++++ Dataset records ++++
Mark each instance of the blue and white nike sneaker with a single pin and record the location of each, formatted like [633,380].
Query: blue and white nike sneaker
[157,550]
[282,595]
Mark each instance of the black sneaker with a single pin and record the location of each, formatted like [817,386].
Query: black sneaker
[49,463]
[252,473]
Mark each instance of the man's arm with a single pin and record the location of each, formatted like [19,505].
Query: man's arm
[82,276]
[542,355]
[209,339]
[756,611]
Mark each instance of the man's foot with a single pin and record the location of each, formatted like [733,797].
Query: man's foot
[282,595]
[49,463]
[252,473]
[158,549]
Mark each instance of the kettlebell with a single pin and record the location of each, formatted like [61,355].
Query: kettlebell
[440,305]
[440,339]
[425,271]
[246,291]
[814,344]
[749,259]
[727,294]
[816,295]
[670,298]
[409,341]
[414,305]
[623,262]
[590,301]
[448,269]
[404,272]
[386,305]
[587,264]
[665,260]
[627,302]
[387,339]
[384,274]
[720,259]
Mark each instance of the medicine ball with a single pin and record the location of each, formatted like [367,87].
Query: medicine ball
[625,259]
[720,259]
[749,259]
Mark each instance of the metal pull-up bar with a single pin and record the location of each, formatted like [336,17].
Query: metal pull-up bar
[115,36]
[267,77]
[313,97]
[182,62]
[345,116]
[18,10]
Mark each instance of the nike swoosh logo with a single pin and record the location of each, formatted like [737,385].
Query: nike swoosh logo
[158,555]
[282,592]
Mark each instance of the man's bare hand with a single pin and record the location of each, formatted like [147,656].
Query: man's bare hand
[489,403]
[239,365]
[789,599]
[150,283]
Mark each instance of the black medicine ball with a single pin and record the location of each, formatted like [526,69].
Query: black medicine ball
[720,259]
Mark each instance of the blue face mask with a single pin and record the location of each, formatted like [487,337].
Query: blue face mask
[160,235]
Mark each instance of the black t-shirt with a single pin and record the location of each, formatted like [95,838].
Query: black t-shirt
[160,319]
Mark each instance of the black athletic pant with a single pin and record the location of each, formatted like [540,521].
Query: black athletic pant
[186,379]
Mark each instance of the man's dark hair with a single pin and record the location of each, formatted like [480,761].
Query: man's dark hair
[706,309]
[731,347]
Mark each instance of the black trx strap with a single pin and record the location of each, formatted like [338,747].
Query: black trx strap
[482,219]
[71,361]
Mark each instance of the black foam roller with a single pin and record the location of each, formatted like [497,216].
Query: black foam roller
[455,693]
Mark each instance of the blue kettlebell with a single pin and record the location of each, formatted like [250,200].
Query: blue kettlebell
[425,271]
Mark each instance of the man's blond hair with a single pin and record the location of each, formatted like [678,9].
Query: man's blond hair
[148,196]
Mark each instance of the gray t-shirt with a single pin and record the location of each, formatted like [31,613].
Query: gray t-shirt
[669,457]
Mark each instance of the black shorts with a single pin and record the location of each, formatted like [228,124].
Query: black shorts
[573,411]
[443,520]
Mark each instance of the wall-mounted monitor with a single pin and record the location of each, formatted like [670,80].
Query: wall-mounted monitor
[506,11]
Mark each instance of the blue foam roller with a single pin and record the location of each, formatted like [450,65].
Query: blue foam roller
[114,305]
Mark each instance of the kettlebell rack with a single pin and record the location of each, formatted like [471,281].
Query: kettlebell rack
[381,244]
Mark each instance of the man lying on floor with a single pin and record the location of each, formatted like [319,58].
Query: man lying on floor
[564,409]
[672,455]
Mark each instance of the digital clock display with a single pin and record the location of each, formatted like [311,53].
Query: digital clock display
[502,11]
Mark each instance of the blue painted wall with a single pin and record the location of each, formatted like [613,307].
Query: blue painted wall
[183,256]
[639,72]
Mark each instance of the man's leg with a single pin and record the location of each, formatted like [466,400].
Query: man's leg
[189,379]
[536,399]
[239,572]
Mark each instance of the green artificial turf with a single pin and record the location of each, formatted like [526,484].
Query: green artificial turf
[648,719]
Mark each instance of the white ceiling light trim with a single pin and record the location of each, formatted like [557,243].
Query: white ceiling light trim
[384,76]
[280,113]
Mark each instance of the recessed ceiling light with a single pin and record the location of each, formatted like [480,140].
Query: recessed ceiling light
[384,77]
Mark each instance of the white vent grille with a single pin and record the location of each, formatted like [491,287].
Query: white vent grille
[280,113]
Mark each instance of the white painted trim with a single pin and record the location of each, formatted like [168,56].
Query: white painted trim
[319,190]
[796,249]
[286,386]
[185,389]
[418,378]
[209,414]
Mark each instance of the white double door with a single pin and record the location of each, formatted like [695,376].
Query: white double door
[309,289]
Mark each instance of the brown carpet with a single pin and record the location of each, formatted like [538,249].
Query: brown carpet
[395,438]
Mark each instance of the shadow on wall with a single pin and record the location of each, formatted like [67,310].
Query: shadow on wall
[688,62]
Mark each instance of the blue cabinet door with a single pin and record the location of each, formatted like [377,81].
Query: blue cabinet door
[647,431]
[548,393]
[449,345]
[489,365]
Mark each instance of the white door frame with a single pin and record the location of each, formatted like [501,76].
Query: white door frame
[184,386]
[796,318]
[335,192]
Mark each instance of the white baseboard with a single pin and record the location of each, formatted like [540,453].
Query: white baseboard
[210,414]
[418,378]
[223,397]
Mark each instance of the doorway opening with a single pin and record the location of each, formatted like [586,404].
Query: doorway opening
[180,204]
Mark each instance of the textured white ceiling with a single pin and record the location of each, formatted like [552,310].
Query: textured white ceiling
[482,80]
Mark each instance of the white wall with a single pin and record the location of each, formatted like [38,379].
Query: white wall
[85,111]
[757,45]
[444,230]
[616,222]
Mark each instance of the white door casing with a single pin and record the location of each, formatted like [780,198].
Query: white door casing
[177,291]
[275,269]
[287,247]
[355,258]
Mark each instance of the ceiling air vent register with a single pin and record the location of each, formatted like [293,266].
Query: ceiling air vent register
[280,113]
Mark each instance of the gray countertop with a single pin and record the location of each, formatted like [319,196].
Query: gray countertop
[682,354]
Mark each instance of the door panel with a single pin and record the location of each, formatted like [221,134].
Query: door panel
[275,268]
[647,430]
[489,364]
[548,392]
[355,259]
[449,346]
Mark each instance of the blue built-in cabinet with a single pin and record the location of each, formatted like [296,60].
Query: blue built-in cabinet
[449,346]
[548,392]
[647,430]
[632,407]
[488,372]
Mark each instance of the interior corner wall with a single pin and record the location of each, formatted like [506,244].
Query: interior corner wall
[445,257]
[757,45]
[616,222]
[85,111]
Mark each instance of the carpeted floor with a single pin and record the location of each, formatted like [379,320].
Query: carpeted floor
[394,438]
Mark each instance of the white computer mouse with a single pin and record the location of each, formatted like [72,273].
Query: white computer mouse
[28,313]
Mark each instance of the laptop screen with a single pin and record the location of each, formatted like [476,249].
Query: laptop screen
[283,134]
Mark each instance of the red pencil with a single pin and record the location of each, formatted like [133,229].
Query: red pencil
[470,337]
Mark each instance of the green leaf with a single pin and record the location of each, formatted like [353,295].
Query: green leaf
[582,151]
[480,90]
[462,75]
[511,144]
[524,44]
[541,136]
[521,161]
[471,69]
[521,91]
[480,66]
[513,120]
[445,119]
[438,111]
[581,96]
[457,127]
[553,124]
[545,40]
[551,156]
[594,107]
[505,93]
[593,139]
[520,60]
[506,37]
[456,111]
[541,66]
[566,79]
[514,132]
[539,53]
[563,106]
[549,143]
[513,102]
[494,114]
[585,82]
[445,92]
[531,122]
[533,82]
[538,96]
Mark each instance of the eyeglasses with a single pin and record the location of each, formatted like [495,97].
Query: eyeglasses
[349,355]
++++
§ Try it:
Going back over the entries above, copy word for word every line from the one that has "Query: white double door" on through the one that has "Mark each instance of the textured".

§ Response area:
Query: white double door
[309,289]
Mark each instance of the brown carpet with a single pin and record the location of each, formatted like [538,249].
Query: brown carpet
[395,438]
Mark each instance of the shadow on wall with a single pin and record the location of each, formatted like [67,310].
Query: shadow on wall
[688,62]
Mark each instance of the blue cabinet door with a single pin and record the location of each, formatted like [377,81].
Query: blue cabinet door
[647,431]
[548,393]
[449,345]
[489,365]
Mark each instance of the white door frame with a single pin and record the location of each, formatted like [501,76].
Query: white door frame
[184,386]
[796,318]
[335,192]
Mark each instance of the white baseboard with a single pin and record the location of each, formatted like [540,453].
Query: white baseboard
[210,414]
[418,378]
[223,397]
Mark each instance of the doorway opening with a single pin and record the location of each, formatted like [586,404].
Query: doorway opening
[180,204]
Mark each instance of the textured white ceiling with a single pin and record the location of each, formatted like [552,310].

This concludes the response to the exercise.